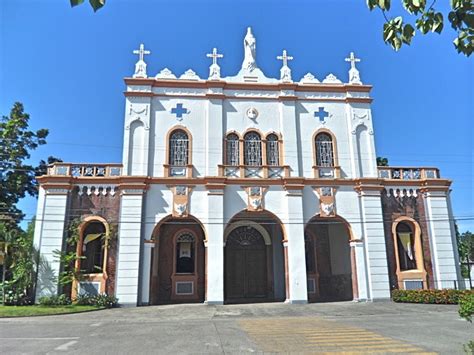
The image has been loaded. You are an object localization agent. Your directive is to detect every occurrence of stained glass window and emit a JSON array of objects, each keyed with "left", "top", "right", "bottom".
[
  {"left": 225, "top": 133, "right": 240, "bottom": 166},
  {"left": 244, "top": 132, "right": 262, "bottom": 166},
  {"left": 316, "top": 133, "right": 334, "bottom": 167},
  {"left": 267, "top": 133, "right": 280, "bottom": 166},
  {"left": 169, "top": 129, "right": 189, "bottom": 166}
]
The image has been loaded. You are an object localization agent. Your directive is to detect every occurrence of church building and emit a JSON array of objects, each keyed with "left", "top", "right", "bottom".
[{"left": 35, "top": 28, "right": 461, "bottom": 305}]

Short problem ▸
Rewrite the text of all the items above, swapping each "directive" for "assignment" and keeping everything else the same. Omit the pictures.

Answer to this problem ▸
The image has been loaded. You are an object localization agent. Your assignment is to detect every occurrence of stained glass window and emit a JSON array of objects, each keyed with "left", "top", "right", "bottom".
[
  {"left": 225, "top": 133, "right": 240, "bottom": 166},
  {"left": 244, "top": 132, "right": 262, "bottom": 166},
  {"left": 316, "top": 133, "right": 334, "bottom": 167},
  {"left": 267, "top": 133, "right": 280, "bottom": 166},
  {"left": 169, "top": 129, "right": 189, "bottom": 166}
]
The image has been loaded. You are an object localization agent. Your assignment is to detect every occurrence of church building and emit a JSON array of objects, each keyed with "left", "top", "right", "bottom".
[{"left": 35, "top": 28, "right": 461, "bottom": 305}]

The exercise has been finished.